Task description -> Rewrite every line of the items below as a Markdown table with two columns, Row for the line's number and Line for its text. Leave out any blank lines.

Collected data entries
• • • • •

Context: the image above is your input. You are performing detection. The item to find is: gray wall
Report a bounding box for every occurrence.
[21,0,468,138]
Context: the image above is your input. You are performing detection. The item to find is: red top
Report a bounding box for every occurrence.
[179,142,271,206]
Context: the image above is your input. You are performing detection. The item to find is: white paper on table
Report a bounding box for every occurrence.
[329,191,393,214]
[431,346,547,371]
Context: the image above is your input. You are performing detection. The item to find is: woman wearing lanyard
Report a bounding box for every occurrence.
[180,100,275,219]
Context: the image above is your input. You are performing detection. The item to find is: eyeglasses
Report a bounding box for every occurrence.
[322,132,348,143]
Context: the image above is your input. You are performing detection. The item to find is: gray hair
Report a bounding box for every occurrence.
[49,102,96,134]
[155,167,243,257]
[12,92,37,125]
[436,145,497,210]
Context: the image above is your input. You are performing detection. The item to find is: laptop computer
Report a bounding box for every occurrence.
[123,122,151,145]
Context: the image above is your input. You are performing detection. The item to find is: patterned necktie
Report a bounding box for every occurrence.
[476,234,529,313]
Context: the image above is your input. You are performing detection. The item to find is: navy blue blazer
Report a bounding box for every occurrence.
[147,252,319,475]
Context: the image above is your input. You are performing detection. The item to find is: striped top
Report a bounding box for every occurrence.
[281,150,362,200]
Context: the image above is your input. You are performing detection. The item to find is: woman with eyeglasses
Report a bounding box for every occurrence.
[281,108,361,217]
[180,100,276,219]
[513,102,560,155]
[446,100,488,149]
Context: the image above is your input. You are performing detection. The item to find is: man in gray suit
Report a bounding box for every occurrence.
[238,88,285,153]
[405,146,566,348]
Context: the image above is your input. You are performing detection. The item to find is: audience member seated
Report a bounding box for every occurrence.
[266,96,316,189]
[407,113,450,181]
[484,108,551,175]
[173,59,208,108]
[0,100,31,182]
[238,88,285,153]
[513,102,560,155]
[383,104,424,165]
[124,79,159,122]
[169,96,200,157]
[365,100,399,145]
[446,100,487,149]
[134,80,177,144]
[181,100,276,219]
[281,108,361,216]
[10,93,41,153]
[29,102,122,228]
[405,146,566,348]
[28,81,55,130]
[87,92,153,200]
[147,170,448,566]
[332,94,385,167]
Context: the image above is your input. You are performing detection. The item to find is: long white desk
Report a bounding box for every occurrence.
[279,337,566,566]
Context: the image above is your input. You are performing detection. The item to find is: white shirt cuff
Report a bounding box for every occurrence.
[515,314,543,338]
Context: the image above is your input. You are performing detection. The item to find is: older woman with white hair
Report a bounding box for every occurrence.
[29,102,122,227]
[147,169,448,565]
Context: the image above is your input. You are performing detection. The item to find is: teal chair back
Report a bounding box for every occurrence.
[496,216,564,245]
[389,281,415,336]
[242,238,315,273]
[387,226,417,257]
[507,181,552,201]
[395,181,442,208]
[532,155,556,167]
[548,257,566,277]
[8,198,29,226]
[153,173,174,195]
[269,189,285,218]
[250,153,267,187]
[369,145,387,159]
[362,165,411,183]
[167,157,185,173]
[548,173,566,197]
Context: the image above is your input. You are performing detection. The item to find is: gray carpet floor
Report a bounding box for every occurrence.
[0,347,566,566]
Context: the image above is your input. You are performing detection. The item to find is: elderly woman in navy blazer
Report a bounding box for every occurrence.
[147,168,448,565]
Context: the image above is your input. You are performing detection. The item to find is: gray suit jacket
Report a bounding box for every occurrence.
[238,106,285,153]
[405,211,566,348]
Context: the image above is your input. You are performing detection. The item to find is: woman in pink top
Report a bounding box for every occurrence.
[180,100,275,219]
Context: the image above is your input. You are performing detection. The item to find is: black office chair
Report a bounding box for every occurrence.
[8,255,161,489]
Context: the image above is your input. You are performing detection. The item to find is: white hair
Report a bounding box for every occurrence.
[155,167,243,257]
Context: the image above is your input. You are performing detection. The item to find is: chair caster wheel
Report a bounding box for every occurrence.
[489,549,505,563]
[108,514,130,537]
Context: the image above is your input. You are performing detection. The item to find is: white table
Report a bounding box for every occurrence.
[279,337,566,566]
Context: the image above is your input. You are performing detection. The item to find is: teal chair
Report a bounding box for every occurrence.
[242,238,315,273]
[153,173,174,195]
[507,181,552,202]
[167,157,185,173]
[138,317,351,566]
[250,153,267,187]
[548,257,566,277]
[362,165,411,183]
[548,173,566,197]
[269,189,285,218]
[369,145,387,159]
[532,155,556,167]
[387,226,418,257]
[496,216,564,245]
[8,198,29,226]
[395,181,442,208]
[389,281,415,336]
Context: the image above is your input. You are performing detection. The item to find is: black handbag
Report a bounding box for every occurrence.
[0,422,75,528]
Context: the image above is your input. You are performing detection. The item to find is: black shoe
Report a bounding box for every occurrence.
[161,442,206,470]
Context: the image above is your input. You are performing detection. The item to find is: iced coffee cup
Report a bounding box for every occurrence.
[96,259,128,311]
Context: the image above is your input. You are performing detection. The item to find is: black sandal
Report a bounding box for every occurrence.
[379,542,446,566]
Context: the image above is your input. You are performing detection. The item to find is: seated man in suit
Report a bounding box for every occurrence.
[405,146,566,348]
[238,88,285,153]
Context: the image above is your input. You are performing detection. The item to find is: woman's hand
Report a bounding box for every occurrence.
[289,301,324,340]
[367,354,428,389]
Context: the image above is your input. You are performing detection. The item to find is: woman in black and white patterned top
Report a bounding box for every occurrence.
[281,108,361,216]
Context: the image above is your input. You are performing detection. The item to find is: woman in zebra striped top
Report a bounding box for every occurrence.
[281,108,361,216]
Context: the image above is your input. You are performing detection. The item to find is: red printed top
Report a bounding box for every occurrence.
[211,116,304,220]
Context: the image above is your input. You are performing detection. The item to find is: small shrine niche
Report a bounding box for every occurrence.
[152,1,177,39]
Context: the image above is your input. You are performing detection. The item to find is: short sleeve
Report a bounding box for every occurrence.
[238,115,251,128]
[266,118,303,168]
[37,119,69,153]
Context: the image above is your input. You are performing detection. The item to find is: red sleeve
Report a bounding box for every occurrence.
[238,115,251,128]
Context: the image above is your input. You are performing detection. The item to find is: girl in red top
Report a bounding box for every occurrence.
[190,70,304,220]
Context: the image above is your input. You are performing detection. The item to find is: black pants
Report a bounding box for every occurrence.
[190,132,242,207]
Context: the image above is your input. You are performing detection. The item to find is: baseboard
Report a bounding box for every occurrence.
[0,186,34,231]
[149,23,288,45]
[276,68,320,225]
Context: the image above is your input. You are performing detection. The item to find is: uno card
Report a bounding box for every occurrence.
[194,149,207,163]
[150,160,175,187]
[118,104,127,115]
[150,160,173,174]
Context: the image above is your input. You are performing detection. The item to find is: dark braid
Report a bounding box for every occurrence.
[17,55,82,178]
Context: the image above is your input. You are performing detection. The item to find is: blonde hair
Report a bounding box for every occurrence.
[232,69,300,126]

• • • • •

The completed task ->
| Row | Line |
|---|---|
| 1 | Context: the image above is your input. You are performing detection. The item to find is: gray wall |
| 2 | Report a bounding box for every occurrence. |
| 3 | [21,0,468,138] |
| 4 | Context: the image above is your input. You are performing detection. The item to find is: red top |
| 5 | Report a bounding box for every occurrence. |
| 6 | [179,142,271,206] |
| 7 | Context: the image above is your input. You are performing detection. The item to find is: white paper on table |
| 8 | Report a bounding box for every occurrence. |
| 9 | [329,191,393,214] |
| 10 | [431,346,547,371] |
| 11 | Context: the image above is your input. You are performing detection. The item to find is: woman wearing lanyard |
| 12 | Report a bounding box for every occurrence. |
| 13 | [180,100,275,219] |
| 14 | Context: the image above is your input. You are performing detection. The item to find is: eyeglasses |
| 15 | Report a bounding box for every occurrence. |
| 16 | [322,132,348,143] |
| 17 | Context: the image above is your input. You are performing detection. The item to find is: gray hair |
| 18 | Report a bounding box for every occurrence. |
| 19 | [49,102,96,134] |
| 20 | [155,167,243,257] |
| 21 | [12,92,37,125] |
| 22 | [436,145,497,210] |
| 23 | Context: the image above is your input. You are performing detection. The item to find is: laptop computer |
| 24 | Report a bounding box for every occurrence. |
| 25 | [123,122,151,145] |
| 26 | Context: the image above is your input. You are performing detection. The item to find is: patterned necktie |
| 27 | Report a bounding box for every occurrence. |
| 28 | [476,234,529,313] |
| 29 | Context: the image above is your input. You are performing detection. The item to find is: navy blue blazer |
| 30 | Report a bounding box for every occurrence. |
| 31 | [147,252,319,475] |
| 32 | Context: the image above is your input. You are performing detection. The item to find is: striped top |
| 33 | Report a bounding box for every occurrence. |
| 34 | [281,150,362,200] |
| 35 | Context: the image above is your input. You are performing detection. The item to find is: woman with eyeglasses |
| 36 | Report a bounding box for every occurrence. |
| 37 | [281,108,361,217] |
| 38 | [180,100,276,219] |
| 39 | [513,102,560,155] |
| 40 | [446,100,488,149] |
| 41 | Context: the image above is your input. You are performing detection. The item to find is: man in gray suit |
| 42 | Report a bounding box for every occurrence. |
| 43 | [238,88,285,153] |
| 44 | [405,146,566,348] |
| 45 | Context: the image above is your input. You are performing detection. The item to find is: audience member seated |
| 46 | Report a bounding box for every occurrence. |
| 47 | [266,96,316,189] |
| 48 | [407,113,450,181] |
| 49 | [484,108,551,175] |
| 50 | [173,59,208,108] |
| 51 | [0,100,31,182] |
| 52 | [238,88,285,153] |
| 53 | [513,102,560,155] |
| 54 | [383,104,424,165] |
| 55 | [124,79,159,122] |
| 56 | [169,96,200,157] |
| 57 | [365,100,399,145] |
| 58 | [446,100,487,149] |
| 59 | [134,80,177,144] |
| 60 | [181,100,276,219] |
| 61 | [281,108,361,216] |
| 62 | [10,93,41,153] |
| 63 | [29,102,122,228] |
| 64 | [405,146,566,348] |
| 65 | [28,81,55,130] |
| 66 | [87,92,153,200] |
| 67 | [147,170,448,566] |
| 68 | [332,94,385,167] |
| 69 | Context: the image above is your input. You are performing detection. The item to find is: long white desk |
| 70 | Report a bounding box for every occurrence. |
| 71 | [279,337,566,566] |
| 72 | Context: the image above is your input. You are performing detection. The item to find is: white shirt cuff |
| 73 | Report a bounding box for every occurrence. |
| 74 | [515,314,543,338] |
| 75 | Context: the image above is your input. You are performing detection. The item to find is: older woman with white hair |
| 76 | Report a bounding box for every occurrence. |
| 77 | [29,102,122,227] |
| 78 | [147,169,448,565] |
| 79 | Context: the image above is your input. You are performing detection. The item to find is: teal chair back |
| 80 | Report a bounding box for every occurrence. |
| 81 | [496,216,564,245] |
| 82 | [389,281,415,336] |
| 83 | [242,238,315,273] |
| 84 | [387,226,417,257] |
| 85 | [507,181,552,201] |
| 86 | [395,181,442,208] |
| 87 | [532,155,556,167] |
| 88 | [548,257,566,277] |
| 89 | [8,198,29,226] |
| 90 | [153,173,174,195] |
| 91 | [269,189,285,218] |
| 92 | [250,153,267,187] |
| 93 | [369,145,387,159] |
| 94 | [362,165,411,183] |
| 95 | [167,157,185,173] |
| 96 | [548,173,566,197] |
| 97 | Context: the image above is your input. You are performing detection. The item to find is: gray carpet floor |
| 98 | Report a bounding box for every occurrence. |
| 99 | [0,347,566,566] |
| 100 | Context: the image above is your input. You are performing detection. The item to find is: elderly woman in navy blazer |
| 101 | Report a bounding box for every occurrence. |
| 102 | [147,168,448,565] |
| 103 | Context: the image above is your input. You are performing detection. The item to find is: gray suit jacket |
| 104 | Report a bounding box for every occurrence. |
| 105 | [238,106,285,153] |
| 106 | [405,211,566,348] |
| 107 | Context: the image above is your input. You are performing detection. The item to find is: woman in pink top |
| 108 | Report a bounding box for every occurrence. |
| 109 | [180,100,275,219] |
| 110 | Context: the image above is your input. You are performing detection. The item to find is: black office chair |
| 111 | Report a bounding box for every occurrence. |
| 112 | [8,255,161,489] |
| 113 | Context: the image above is your input. You are performing detection. The item to find is: white hair |
| 114 | Report a bounding box for every occurrence. |
| 115 | [155,167,243,257] |
| 116 | Context: the image above is your input. You are performing detection. The item to find is: chair caster wheel |
| 117 | Report a bounding box for every occurrence. |
| 118 | [489,549,505,563] |
| 119 | [108,514,130,537] |
| 120 | Context: the image above is your input. You are performing detection. The item to find is: white table |
| 121 | Report a bounding box for every occurrence. |
| 122 | [279,337,566,566] |
| 123 | Context: the image above is your input. You are performing detection. The item to find is: teal chair |
| 124 | Report a bounding box for every occurrence. |
| 125 | [242,238,315,273] |
| 126 | [153,173,174,195] |
| 127 | [507,181,552,202] |
| 128 | [167,157,185,173] |
| 129 | [138,317,351,566] |
| 130 | [250,153,267,187] |
| 131 | [548,257,566,277] |
| 132 | [362,165,411,183] |
| 133 | [548,173,566,197] |
| 134 | [269,189,285,218] |
| 135 | [369,145,387,159] |
| 136 | [532,155,556,167] |
| 137 | [387,226,418,257] |
| 138 | [496,216,564,245] |
| 139 | [8,198,29,226] |
| 140 | [395,181,442,208] |
| 141 | [389,281,415,336] |
| 142 | Context: the image above is your input. You are performing detection. The item to find is: black handbag |
| 143 | Report a bounding box for every occurrence. |
| 144 | [0,422,75,528] |
| 145 | Context: the image above is your input. You are performing detection. The item to find is: black shoe |
| 146 | Report a bounding box for every occurrence. |
| 147 | [161,442,206,470] |
| 148 | Context: the image above is your input. You are performing detection. The item to find is: iced coffee cup |
| 149 | Report a bounding box for every occurrence. |
| 150 | [96,259,128,311] |
| 151 | Context: the image above is your input. You are performing detection. The item to find is: black sandal |
| 152 | Report a bounding box for every occurrence. |
| 153 | [379,542,446,566] |
| 154 | Context: the image above is your input. You are performing detection. The item to find is: seated man in suit |
| 155 | Report a bounding box for every occurrence. |
| 156 | [405,146,566,348] |
| 157 | [238,88,285,153] |
| 158 | Context: the image above is your input. You are performing detection. The item to find is: woman's hand |
| 159 | Report a bounding box for every occurrence. |
| 160 | [289,301,324,340] |
| 161 | [367,354,428,389] |
| 162 | Context: the image above is your input. You are performing detection. The item to find is: woman in black and white patterned top |
| 163 | Report a bounding box for every occurrence. |
| 164 | [281,108,361,216] |
| 165 | Context: the image above is your input. You are performing detection. The item to find is: woman in zebra striped top |
| 166 | Report a bounding box for every occurrence. |
| 167 | [281,108,361,216] |
| 168 | Context: the image above is your input. You are performing detection. The item to find is: red printed top |
| 169 | Report a bounding box for every occurrence. |
| 170 | [211,116,304,220] |
| 171 | Context: the image above is your input. You are performing detection. The item to find is: small shrine niche |
| 172 | Report a bounding box for every occurrence. |
| 173 | [152,1,177,39] |
| 174 | Context: the image above is your input. You are performing detection. The item to find is: short sleeve |
| 175 | Report a bounding box for every occurrence. |
| 176 | [238,115,251,128] |
| 177 | [266,118,303,168] |
| 178 | [37,119,69,153] |
| 179 | Context: the image above is your input. You are performing detection. The item to find is: red sleeve |
| 180 | Report a bounding box for every occurrence. |
| 181 | [238,115,251,128] |
| 182 | Context: the image above is your input. You are performing detection. The item to find is: girl in red top |
| 183 | Report a bounding box for every occurrence. |
| 184 | [190,70,304,220] |
| 185 | Context: the image above is your input. You are performing detection. The item to find is: black pants |
| 186 | Report a bounding box for every occurrence. |
| 187 | [190,132,242,207] |
| 188 | Context: the image above is your input. You are performing detection. The item to find is: baseboard |
| 189 | Report a bounding box for every occurrence. |
| 190 | [0,186,34,231] |
| 191 | [149,23,288,45] |
| 192 | [276,68,320,225] |
| 193 | Context: the image above is your input. You are performing detection. The item to find is: uno card |
| 194 | Report a bounding box for every occurrence. |
| 195 | [194,149,207,163] |
| 196 | [150,160,175,187] |
| 197 | [118,104,127,115] |
| 198 | [150,160,173,174] |
| 199 | Context: the image above is your input. You are performing detection. The item to find is: dark braid |
| 200 | Report a bounding box for every occurrence. |
| 201 | [17,55,82,178] |
| 202 | Context: the image above is your input. You are performing detection. The item to find is: blonde hair |
| 203 | Report a bounding box for every occurrence. |
| 204 | [232,69,300,126] |